• [Challenge]: Can you list the lines below as a numbered list, from the line containing "Return the mask of every instance of the canva" through the line containing "Outlines of the canva", both included, skipping any blank lines?

== Provided entries

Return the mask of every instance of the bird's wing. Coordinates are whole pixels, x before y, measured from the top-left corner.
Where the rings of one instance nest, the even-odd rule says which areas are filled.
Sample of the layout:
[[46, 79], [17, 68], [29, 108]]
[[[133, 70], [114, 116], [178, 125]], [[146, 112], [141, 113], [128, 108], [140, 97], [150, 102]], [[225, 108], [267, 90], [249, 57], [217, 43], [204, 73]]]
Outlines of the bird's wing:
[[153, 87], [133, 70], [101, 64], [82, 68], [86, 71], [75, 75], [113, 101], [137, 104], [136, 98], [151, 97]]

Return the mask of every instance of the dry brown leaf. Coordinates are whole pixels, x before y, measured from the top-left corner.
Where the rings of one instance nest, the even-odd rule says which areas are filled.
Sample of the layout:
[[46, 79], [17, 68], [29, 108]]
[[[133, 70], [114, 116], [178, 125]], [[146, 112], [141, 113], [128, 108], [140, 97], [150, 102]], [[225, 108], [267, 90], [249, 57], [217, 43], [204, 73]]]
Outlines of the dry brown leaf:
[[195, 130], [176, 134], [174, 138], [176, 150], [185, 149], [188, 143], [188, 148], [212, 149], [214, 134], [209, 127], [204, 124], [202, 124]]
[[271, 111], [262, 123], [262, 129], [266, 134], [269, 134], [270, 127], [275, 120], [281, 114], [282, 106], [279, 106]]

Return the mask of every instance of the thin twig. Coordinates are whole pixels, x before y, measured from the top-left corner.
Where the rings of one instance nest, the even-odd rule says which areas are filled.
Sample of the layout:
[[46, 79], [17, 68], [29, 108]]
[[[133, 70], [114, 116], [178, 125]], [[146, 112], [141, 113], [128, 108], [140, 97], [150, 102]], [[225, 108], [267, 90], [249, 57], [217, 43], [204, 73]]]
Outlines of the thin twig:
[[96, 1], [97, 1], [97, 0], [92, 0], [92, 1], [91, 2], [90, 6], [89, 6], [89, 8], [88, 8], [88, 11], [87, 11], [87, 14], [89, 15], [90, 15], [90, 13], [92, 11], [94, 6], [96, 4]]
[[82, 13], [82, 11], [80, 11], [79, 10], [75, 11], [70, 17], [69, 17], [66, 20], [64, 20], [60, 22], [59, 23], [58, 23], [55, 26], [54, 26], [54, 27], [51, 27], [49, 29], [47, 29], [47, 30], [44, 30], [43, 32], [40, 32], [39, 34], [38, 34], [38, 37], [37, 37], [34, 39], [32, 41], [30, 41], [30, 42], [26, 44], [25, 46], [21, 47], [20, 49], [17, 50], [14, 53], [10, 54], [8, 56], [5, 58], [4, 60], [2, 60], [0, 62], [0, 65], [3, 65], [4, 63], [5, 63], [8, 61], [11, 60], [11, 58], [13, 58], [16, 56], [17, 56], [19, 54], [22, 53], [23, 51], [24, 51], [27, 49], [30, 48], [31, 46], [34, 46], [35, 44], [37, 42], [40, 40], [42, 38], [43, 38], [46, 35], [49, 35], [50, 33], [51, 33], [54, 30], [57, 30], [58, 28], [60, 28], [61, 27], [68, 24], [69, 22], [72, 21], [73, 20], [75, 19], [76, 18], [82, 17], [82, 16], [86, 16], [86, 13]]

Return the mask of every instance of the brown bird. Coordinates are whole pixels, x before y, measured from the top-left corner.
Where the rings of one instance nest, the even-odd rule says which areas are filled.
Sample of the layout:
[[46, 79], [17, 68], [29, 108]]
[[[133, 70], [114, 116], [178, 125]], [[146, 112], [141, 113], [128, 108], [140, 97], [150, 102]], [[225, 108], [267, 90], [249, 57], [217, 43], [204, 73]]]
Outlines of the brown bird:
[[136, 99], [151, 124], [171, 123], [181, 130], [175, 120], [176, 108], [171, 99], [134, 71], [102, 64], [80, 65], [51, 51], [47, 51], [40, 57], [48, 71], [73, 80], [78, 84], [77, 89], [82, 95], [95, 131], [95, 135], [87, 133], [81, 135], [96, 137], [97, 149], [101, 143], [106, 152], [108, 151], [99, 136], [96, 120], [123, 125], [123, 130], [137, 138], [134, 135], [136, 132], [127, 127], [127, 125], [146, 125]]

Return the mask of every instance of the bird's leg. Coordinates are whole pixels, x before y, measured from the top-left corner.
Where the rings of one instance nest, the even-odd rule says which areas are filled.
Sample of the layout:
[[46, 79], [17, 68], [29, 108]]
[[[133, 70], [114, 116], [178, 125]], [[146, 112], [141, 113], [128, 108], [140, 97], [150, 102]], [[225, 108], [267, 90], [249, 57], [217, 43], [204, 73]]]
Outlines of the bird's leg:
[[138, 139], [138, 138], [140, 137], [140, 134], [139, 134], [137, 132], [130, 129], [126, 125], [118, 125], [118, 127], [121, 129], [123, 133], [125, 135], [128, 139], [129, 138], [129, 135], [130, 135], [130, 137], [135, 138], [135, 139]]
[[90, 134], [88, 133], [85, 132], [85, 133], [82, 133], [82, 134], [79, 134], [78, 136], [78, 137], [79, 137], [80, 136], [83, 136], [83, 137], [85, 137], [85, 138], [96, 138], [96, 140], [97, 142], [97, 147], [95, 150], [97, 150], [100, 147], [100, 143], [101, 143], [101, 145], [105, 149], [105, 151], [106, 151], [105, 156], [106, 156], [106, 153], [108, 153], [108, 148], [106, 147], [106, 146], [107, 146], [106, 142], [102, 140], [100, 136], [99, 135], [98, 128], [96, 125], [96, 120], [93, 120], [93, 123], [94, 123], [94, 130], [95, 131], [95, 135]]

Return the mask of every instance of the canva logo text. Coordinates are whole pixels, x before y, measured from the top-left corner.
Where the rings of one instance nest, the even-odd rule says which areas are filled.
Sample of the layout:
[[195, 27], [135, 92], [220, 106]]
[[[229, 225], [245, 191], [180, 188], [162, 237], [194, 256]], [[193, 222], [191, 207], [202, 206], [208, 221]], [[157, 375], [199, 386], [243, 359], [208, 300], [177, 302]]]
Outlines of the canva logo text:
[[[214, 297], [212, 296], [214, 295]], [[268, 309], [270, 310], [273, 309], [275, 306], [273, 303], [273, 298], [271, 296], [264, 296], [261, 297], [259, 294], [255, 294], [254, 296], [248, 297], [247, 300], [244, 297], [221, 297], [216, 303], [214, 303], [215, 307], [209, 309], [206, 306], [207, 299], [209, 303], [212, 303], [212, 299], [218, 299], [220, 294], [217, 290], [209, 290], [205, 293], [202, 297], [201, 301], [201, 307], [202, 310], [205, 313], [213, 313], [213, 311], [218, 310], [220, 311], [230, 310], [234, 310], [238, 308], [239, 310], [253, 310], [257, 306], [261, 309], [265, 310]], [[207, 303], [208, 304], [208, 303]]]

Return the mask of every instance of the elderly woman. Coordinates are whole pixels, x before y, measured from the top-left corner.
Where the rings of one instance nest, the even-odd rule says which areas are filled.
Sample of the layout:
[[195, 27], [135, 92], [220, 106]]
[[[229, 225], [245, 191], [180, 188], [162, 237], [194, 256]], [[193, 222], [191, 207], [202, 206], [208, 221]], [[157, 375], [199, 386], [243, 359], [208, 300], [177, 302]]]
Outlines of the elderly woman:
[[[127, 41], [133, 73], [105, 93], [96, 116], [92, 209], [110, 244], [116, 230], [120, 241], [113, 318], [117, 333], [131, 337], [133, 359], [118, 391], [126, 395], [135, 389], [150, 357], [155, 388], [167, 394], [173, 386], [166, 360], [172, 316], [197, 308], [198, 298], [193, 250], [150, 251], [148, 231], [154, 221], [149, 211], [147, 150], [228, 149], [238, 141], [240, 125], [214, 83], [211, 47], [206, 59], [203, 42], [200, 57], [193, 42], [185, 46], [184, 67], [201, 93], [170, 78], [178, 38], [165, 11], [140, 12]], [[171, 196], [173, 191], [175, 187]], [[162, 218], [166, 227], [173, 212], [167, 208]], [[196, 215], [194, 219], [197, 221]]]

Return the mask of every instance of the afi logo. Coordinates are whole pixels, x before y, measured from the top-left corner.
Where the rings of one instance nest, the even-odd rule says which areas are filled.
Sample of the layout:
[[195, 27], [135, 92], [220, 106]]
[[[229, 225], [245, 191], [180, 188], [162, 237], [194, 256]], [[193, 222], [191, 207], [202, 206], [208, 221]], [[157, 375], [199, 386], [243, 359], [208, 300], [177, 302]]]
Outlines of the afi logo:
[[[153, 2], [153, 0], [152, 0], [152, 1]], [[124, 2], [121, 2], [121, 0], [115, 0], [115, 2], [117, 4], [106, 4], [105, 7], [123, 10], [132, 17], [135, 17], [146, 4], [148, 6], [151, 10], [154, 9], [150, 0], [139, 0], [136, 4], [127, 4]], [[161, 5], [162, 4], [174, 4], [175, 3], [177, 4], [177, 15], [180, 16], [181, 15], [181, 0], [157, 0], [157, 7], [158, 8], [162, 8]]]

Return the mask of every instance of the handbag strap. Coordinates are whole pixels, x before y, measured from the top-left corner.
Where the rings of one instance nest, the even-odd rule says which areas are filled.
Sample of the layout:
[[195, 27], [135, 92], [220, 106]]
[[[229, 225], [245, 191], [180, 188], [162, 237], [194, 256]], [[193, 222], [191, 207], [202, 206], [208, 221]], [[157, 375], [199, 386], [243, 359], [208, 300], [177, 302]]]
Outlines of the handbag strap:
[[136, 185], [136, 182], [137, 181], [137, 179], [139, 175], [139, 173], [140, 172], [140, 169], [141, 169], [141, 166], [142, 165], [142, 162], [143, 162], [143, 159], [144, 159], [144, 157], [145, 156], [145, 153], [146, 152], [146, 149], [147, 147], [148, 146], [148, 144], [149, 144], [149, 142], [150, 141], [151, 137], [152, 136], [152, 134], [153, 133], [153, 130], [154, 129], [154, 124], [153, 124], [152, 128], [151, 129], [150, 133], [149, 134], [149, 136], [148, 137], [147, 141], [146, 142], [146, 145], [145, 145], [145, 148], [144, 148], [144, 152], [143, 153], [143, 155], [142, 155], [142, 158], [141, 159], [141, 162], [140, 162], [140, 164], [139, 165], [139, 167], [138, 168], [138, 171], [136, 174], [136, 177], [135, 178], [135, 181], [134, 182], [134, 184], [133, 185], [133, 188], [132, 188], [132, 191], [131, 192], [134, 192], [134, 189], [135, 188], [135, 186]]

====

• [Written answer]:
1. Return the mask of every instance of the canva logo text. Coordinates are whole pixels, x before y, measured from the top-left corner.
2. Where the rings of one instance nest, the even-odd rule says which areas are filled.
3. Sample of the layout:
4. [[195, 27], [135, 92], [220, 106]]
5. [[[229, 225], [245, 191], [180, 188], [162, 237], [194, 256]], [[193, 222], [191, 207], [202, 206], [208, 221]], [[157, 375], [199, 386], [243, 359], [208, 300], [177, 302]]]
6. Outlines of the canva logo text:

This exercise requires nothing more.